DATASET ROWS:
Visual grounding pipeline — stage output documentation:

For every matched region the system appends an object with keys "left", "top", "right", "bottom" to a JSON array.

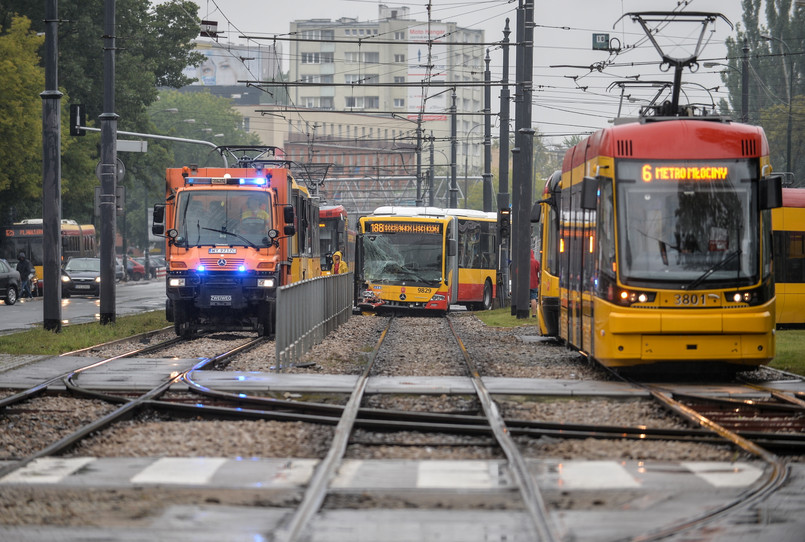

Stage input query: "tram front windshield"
[
  {"left": 602, "top": 160, "right": 760, "bottom": 288},
  {"left": 363, "top": 224, "right": 443, "bottom": 285}
]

GIVEN EXERCISE: Reproduce the records above word for word, leaving out the pictures.

REPLY:
Visual grounding pipeline — stage output documentation:

For every matched region the system appends an object with keys "left", "top", "right", "bottom" to a JSON array.


Stage input query: "tram front windshield"
[
  {"left": 602, "top": 160, "right": 760, "bottom": 288},
  {"left": 363, "top": 224, "right": 443, "bottom": 285}
]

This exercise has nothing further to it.